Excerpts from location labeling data
+--

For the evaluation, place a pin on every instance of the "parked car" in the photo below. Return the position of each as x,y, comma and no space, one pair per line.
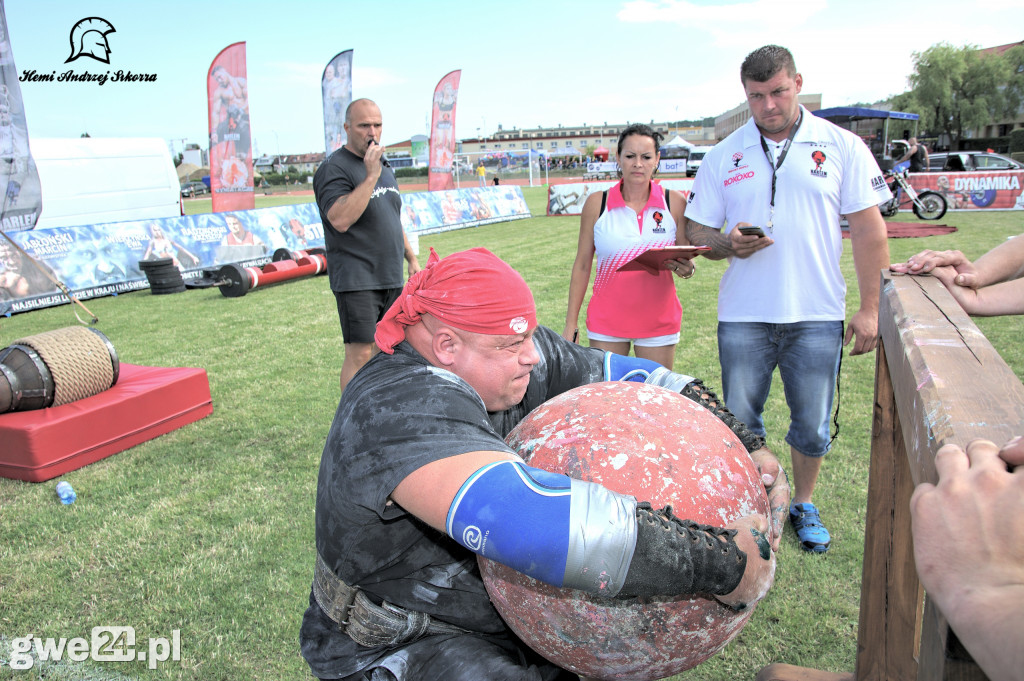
194,188
973,161
695,159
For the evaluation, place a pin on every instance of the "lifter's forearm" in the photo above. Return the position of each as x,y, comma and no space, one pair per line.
1003,263
701,235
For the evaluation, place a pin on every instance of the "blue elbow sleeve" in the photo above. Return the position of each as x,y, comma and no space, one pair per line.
622,368
562,531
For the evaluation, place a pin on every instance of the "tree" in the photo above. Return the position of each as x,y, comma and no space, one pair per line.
962,88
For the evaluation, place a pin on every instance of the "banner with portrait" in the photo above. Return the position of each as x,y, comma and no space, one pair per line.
442,133
23,200
993,189
336,84
230,139
103,259
431,212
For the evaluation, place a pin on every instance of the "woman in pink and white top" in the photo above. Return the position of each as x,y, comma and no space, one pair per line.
633,306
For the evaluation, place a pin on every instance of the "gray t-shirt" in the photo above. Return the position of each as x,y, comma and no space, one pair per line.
370,254
398,414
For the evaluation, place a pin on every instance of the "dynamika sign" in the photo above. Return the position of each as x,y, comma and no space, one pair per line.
88,39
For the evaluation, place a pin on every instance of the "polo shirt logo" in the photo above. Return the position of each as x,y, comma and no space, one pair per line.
818,158
658,229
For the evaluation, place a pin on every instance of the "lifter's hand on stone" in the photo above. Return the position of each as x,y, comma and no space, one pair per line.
752,539
777,487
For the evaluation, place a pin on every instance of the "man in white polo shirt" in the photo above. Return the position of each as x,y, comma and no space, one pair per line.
782,298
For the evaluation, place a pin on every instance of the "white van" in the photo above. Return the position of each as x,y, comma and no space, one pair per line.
89,180
694,160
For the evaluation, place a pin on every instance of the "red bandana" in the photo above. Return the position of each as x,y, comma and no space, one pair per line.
471,290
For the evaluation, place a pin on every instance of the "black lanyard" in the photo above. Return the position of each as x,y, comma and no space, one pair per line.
778,164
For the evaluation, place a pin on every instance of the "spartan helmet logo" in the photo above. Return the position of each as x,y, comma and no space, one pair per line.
88,38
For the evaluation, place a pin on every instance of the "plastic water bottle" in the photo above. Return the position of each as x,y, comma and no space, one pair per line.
66,493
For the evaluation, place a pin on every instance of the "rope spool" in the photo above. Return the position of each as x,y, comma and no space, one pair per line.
56,368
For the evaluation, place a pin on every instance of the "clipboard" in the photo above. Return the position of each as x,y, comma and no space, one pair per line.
651,259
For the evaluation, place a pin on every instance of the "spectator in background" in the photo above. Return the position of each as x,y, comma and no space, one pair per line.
359,207
993,285
637,308
782,298
916,155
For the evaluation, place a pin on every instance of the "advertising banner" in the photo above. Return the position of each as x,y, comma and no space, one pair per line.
996,189
430,212
568,199
22,201
336,84
230,140
102,259
442,133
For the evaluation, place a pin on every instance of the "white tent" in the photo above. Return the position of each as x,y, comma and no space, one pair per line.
678,141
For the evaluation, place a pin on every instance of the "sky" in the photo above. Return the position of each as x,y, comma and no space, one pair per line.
524,62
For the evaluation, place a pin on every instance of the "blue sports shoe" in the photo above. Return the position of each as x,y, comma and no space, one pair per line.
807,522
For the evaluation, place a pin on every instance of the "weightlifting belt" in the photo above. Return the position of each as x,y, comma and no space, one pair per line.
366,623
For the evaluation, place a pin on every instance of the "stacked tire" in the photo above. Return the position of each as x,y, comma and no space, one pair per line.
163,275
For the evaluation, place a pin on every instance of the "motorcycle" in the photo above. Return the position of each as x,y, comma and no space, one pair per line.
928,205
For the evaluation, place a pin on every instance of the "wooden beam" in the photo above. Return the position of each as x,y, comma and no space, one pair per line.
938,381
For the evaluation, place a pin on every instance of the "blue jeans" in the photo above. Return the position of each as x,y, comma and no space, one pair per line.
807,354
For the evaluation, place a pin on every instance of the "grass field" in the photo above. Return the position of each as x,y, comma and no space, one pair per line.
209,529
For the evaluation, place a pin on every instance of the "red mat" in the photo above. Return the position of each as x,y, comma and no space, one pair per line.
145,402
902,229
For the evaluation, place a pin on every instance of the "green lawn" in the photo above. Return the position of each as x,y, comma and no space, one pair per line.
209,529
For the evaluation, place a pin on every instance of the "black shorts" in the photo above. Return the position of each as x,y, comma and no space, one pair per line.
360,310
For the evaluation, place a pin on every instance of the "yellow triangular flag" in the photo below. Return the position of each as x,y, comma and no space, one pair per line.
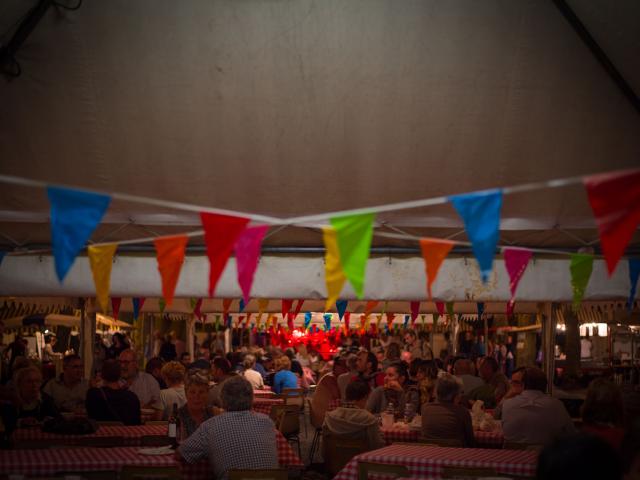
101,260
333,274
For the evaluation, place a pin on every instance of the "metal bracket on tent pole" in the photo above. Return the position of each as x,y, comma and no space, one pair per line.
599,54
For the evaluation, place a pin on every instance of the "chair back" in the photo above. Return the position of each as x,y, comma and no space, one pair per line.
155,440
314,423
273,474
132,472
338,450
443,442
467,472
286,418
387,469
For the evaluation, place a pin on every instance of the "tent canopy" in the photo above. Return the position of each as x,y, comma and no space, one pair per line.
292,108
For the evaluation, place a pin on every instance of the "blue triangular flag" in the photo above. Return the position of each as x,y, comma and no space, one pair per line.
327,321
74,217
341,306
634,272
481,215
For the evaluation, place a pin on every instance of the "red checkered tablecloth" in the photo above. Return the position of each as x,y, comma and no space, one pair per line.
423,461
483,439
132,434
263,405
50,461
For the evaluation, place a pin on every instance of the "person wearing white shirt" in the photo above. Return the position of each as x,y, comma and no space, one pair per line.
253,376
533,417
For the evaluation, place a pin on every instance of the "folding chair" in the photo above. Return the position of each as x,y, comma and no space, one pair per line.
387,469
274,474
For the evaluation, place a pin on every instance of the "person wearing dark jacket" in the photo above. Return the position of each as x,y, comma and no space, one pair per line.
111,402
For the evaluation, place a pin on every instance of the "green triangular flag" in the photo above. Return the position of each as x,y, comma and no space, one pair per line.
581,268
354,234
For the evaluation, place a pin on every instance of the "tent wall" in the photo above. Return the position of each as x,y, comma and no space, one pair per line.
298,277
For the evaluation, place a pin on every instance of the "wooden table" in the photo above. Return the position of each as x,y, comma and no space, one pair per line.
425,461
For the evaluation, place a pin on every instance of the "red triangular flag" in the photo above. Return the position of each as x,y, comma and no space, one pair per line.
220,235
415,309
170,256
286,306
115,306
434,251
615,201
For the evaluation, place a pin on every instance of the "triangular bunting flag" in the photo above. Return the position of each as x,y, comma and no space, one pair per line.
74,217
615,201
220,235
286,306
170,255
634,272
415,310
341,306
327,321
581,267
247,249
480,212
197,308
371,304
333,275
296,311
434,252
115,306
353,234
101,260
516,261
138,303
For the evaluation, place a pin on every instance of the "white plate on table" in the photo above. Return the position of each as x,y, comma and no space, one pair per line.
164,450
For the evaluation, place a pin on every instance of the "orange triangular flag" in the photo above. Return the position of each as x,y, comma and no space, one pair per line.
170,255
434,251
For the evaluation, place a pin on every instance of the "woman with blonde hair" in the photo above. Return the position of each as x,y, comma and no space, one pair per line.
173,375
195,410
284,377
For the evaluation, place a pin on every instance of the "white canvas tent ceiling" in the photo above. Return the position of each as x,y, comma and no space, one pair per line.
291,108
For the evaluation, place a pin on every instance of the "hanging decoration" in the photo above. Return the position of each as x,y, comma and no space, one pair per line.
434,252
220,235
74,216
353,235
247,248
170,253
480,212
634,272
615,201
115,306
581,267
333,274
101,261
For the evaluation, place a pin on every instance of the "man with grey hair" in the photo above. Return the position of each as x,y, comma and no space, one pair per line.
446,419
237,438
252,376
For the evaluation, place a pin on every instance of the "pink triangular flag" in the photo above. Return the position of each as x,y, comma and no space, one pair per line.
415,309
516,261
247,254
115,306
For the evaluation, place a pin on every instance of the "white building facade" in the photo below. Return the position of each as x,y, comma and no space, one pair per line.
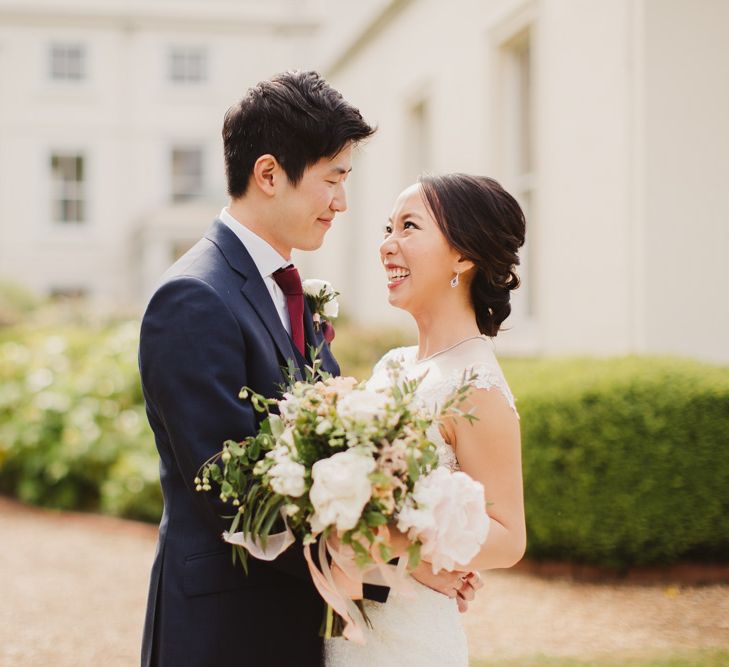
111,159
607,120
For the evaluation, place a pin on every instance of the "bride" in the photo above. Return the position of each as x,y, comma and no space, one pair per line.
450,250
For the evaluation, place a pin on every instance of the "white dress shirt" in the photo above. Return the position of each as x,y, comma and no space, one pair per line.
266,259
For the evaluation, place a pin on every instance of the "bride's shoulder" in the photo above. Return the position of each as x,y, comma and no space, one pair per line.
476,363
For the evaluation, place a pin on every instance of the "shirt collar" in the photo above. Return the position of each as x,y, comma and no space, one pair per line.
266,259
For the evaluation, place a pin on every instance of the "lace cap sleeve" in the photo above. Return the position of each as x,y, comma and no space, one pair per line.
486,376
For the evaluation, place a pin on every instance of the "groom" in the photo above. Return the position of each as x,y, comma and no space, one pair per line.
231,313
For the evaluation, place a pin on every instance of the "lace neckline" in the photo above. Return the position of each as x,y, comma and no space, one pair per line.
447,349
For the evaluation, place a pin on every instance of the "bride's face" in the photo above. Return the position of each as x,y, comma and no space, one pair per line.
416,256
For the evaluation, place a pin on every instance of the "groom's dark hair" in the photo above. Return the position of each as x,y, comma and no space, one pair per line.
297,117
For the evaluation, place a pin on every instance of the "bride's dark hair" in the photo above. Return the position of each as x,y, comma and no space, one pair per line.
487,226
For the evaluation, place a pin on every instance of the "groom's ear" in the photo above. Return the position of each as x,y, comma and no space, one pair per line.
266,172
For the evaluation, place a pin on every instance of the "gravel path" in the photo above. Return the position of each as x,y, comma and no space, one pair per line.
73,589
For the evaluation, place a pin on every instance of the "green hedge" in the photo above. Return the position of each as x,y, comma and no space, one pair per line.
73,432
626,461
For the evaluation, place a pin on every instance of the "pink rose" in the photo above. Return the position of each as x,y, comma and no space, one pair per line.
448,516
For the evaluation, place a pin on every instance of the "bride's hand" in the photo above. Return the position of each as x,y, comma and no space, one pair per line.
458,584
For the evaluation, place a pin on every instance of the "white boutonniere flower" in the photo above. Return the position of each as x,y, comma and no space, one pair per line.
322,298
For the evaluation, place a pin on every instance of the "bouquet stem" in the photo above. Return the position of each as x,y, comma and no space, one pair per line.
329,622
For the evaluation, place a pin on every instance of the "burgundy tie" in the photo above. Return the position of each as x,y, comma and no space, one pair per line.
289,281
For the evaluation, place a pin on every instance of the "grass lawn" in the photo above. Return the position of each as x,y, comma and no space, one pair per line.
699,658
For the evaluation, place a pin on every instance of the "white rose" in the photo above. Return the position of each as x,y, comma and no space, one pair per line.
362,406
450,518
288,406
323,427
287,476
287,438
340,490
331,308
322,289
314,287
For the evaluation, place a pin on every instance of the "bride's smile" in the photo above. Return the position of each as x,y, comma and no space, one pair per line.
417,258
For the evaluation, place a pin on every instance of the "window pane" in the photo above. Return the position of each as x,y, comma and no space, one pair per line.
188,65
67,188
187,173
67,62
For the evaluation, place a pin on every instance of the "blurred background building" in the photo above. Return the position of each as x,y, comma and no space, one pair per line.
607,120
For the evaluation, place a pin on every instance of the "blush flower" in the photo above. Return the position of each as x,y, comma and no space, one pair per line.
362,406
448,516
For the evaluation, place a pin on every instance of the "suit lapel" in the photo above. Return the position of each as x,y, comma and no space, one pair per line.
253,289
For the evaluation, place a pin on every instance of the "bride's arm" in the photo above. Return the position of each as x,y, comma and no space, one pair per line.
489,450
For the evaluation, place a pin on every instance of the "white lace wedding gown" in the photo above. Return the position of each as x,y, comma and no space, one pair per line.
424,630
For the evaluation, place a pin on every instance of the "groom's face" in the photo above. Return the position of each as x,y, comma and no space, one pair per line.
306,211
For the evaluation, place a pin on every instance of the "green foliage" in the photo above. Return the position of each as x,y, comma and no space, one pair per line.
73,432
626,461
16,303
357,349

+--

> [Problem to solve]: Pick out every line in the material that contains the word "background", and copy each of those lines.

> [Full response]:
For the evaluation, place a pin on every instance of the "spectator in background" in the photo above. Return the position of each as x,y, comma and no space, one pair per line.
For the evaluation, place a pin on every instance of the "blurred background building" in the photo above. Return the position of each as x,y, comma and no space, one pair per line.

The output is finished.